EXERCISE DATA →
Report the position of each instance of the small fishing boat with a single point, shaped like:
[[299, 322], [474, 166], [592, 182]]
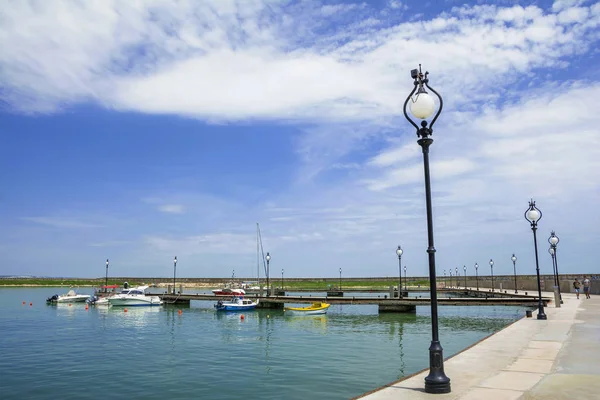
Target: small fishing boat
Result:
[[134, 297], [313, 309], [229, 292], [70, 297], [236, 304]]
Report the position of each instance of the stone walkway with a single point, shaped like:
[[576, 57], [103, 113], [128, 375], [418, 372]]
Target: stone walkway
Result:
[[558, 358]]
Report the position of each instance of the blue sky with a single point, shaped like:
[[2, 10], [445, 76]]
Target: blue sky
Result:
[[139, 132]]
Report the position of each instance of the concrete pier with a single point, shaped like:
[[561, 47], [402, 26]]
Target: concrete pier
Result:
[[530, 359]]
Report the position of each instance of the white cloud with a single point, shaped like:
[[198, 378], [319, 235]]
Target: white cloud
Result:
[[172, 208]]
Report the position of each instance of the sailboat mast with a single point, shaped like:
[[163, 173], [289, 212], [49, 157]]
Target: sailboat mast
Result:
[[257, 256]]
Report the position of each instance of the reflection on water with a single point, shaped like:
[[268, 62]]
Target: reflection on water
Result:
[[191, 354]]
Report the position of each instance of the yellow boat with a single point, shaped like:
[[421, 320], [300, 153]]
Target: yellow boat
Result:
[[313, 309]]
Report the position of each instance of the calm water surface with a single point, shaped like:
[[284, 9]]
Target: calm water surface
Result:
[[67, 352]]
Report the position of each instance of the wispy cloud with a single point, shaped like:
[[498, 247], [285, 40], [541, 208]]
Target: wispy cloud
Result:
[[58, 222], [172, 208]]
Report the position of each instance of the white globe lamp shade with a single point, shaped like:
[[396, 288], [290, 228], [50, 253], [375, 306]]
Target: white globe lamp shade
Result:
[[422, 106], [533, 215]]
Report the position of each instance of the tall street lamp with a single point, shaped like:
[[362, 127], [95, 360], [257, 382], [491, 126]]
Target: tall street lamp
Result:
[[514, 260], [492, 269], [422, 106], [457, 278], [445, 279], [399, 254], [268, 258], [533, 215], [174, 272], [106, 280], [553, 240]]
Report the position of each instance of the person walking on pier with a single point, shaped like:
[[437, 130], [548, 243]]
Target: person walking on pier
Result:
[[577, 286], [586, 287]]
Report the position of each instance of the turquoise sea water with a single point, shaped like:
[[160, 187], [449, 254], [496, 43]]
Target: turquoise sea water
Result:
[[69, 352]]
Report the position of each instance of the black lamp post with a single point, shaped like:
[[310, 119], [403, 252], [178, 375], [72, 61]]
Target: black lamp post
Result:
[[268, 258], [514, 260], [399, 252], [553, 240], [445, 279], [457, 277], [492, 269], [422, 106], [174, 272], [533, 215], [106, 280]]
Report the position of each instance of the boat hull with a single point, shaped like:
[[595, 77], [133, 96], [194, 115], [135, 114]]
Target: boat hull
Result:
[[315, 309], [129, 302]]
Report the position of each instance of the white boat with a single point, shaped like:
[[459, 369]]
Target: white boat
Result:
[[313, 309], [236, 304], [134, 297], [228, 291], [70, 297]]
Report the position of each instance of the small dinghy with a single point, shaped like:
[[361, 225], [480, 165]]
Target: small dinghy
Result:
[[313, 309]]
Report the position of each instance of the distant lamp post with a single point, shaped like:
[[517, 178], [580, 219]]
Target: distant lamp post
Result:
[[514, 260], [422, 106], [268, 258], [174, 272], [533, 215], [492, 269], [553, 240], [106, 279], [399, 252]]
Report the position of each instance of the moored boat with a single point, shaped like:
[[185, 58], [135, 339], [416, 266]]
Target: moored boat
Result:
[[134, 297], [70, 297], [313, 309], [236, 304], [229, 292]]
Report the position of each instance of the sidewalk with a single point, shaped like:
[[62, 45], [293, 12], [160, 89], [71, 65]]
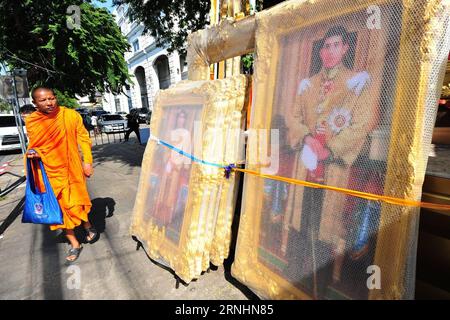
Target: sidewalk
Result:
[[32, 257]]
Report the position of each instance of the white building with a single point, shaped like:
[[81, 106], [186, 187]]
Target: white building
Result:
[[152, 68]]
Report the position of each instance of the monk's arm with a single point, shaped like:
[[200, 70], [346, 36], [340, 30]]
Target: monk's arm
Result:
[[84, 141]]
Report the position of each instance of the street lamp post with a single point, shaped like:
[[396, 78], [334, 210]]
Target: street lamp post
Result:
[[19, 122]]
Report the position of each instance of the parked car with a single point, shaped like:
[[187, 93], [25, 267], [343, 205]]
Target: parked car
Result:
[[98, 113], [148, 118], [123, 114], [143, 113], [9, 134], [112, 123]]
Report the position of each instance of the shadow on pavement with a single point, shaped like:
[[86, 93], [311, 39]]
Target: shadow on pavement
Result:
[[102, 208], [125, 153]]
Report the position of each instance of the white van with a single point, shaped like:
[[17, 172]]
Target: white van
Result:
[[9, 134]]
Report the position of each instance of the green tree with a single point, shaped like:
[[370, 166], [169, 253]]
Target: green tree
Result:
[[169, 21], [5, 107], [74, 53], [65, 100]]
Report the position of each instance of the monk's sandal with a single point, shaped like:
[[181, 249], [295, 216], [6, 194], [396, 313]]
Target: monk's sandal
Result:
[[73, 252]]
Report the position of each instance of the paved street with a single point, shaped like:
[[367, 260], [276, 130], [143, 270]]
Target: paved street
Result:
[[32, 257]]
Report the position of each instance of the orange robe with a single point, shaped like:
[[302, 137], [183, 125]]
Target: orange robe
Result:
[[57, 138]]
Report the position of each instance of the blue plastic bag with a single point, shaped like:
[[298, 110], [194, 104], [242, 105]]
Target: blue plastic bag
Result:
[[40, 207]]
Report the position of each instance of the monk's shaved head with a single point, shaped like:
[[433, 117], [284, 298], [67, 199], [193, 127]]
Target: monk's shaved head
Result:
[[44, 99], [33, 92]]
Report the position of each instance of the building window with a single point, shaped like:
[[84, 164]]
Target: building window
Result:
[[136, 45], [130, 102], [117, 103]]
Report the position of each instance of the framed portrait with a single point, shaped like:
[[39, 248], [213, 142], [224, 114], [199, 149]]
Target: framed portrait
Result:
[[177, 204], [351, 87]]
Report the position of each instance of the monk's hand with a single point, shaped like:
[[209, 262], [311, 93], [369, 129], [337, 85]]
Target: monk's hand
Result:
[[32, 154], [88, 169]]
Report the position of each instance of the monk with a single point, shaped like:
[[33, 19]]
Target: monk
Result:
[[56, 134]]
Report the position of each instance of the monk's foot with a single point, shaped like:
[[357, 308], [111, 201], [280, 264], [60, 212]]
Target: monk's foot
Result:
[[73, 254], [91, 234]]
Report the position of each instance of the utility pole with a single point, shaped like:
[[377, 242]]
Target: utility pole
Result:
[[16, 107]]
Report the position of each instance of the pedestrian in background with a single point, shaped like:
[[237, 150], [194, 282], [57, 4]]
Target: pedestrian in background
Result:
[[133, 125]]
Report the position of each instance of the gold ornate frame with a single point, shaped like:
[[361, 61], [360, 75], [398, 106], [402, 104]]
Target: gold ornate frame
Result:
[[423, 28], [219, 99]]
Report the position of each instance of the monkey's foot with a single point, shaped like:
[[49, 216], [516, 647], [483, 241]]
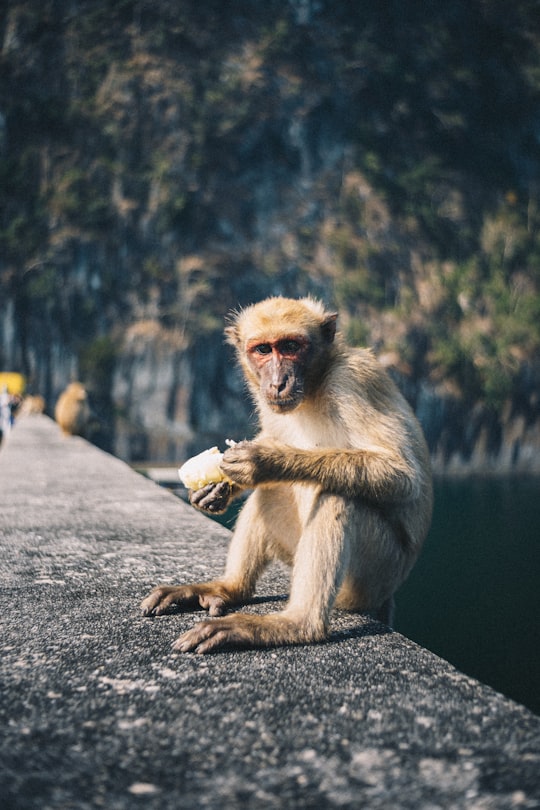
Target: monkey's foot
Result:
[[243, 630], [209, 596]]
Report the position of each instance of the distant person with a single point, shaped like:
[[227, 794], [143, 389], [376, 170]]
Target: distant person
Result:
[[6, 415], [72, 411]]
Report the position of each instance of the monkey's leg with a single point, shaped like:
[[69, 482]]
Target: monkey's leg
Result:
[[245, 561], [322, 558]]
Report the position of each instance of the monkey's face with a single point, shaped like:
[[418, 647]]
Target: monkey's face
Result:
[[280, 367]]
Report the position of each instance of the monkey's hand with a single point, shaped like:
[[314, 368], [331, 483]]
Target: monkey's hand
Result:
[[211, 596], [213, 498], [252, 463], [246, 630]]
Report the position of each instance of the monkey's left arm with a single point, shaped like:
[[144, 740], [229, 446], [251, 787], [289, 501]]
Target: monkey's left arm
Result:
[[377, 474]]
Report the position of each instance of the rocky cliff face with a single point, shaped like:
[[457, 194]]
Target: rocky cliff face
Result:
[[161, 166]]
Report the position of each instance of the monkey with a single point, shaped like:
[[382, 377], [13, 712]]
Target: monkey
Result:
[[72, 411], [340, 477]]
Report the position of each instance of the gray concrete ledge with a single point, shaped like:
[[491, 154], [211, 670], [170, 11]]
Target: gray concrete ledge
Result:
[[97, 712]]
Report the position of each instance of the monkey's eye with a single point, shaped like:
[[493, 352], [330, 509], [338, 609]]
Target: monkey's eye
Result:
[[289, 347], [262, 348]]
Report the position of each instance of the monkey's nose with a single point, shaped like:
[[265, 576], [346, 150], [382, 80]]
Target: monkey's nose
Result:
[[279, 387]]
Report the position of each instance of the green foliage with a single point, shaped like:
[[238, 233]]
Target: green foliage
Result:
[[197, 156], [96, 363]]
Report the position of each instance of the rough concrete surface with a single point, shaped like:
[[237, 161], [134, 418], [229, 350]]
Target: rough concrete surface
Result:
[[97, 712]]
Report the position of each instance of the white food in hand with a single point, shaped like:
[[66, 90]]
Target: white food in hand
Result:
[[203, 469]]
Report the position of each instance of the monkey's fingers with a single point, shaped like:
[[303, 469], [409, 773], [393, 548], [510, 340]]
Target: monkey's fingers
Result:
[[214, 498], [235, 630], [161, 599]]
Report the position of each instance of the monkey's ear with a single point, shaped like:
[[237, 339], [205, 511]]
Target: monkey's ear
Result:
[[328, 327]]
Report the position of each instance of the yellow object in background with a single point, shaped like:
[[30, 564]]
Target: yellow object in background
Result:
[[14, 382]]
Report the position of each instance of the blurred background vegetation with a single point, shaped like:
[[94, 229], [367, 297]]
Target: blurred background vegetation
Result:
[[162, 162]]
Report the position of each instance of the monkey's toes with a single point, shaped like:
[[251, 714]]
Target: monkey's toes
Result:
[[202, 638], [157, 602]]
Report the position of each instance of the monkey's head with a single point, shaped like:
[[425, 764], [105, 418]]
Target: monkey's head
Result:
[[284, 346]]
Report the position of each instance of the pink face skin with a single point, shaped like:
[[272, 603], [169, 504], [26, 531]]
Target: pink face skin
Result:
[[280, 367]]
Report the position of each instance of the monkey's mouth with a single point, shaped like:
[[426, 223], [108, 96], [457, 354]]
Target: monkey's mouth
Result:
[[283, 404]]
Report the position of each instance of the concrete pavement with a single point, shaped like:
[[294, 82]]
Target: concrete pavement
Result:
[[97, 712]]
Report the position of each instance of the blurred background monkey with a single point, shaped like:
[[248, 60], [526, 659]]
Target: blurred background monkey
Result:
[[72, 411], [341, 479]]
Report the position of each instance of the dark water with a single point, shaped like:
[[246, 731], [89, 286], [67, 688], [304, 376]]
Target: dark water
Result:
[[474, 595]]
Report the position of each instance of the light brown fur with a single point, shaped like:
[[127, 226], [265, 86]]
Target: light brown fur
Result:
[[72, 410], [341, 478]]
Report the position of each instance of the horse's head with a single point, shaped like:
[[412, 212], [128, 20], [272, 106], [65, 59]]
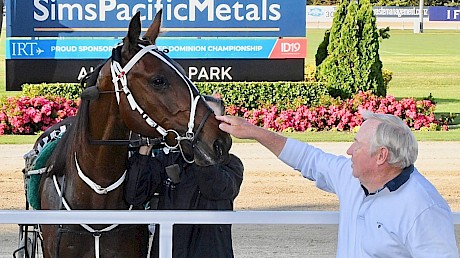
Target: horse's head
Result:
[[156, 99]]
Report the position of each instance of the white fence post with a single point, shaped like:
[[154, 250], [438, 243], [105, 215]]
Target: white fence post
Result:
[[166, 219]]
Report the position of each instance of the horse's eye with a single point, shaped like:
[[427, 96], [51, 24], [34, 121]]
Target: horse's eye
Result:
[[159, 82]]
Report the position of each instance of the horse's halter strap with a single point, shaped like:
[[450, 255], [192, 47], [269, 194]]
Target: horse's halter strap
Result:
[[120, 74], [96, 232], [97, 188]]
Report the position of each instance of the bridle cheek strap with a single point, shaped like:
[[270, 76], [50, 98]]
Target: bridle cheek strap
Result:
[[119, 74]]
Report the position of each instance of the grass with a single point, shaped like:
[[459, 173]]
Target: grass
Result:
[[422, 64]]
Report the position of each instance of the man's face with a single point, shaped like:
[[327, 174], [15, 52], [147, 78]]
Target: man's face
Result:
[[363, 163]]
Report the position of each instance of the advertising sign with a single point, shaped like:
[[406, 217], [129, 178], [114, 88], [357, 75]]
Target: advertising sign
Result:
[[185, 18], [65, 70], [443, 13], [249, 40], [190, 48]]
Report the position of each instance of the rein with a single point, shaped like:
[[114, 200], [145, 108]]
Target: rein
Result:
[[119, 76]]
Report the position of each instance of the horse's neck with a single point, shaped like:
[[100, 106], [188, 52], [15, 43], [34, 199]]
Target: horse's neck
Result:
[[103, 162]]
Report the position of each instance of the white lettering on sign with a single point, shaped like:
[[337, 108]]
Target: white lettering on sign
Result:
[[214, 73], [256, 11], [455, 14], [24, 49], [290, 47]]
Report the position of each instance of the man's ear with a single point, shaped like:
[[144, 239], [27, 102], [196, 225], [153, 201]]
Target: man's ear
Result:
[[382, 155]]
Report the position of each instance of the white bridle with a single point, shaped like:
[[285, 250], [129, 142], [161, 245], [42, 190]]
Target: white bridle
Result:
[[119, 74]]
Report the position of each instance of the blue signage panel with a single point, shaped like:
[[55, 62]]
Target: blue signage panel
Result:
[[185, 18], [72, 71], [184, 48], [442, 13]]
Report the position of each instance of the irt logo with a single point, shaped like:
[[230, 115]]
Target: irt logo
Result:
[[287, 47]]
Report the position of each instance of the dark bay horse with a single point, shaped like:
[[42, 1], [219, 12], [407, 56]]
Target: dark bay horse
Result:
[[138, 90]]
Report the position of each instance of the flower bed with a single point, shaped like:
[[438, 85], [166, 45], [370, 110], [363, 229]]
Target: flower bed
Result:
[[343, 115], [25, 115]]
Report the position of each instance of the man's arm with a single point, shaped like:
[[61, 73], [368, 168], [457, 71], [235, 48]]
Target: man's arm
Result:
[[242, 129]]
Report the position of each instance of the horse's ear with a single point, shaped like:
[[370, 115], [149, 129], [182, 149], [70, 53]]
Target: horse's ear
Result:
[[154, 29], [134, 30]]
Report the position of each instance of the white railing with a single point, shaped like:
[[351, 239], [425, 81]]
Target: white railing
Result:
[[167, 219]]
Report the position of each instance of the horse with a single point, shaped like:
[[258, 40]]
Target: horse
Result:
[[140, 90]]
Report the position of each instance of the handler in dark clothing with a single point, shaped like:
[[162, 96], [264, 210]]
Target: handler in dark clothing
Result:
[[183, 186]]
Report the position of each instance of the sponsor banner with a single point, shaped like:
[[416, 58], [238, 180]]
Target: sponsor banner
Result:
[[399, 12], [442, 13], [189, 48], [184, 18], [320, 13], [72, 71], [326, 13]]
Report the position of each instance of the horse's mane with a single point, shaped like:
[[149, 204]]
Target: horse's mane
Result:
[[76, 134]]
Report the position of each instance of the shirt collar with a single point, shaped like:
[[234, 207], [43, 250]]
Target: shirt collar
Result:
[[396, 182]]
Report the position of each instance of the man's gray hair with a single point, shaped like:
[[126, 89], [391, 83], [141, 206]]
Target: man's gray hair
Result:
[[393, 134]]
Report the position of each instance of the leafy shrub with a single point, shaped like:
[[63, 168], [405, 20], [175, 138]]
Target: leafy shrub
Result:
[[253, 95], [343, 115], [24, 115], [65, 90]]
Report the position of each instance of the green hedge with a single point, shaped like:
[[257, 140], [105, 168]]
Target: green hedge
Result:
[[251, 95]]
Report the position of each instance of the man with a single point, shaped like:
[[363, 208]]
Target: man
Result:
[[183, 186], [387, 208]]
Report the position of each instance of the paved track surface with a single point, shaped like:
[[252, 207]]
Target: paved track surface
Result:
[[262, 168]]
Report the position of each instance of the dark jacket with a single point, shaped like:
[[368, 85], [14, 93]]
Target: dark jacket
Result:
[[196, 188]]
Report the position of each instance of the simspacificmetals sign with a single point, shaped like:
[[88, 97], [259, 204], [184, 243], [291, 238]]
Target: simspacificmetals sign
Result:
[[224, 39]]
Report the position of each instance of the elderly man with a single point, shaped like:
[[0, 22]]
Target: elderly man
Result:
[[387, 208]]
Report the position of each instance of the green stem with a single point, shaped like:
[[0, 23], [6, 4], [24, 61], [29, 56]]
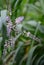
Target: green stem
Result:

AIM OF THE TASK →
Return, exactly as they stand, the lines from the opening line of the listing through the line with "Report the position of each instance of the blue sky", both ends counted, and no pictures.

TASK SOLUTION →
Report the position of each instance of the small fishing boat with a single point, shaped like:
[[299, 322], [474, 166], [592, 182]]
Target: small fishing boat
Result:
[[134, 297], [313, 309], [229, 292], [70, 297], [236, 304]]
Report the position of each instance of the stone walkway with a single point, shaped like:
[[576, 57], [103, 113], [128, 375], [418, 372]]
Target: stone walkway
Result:
[[558, 358]]
Report the position of each instance of the blue sky with a single point, shaped like:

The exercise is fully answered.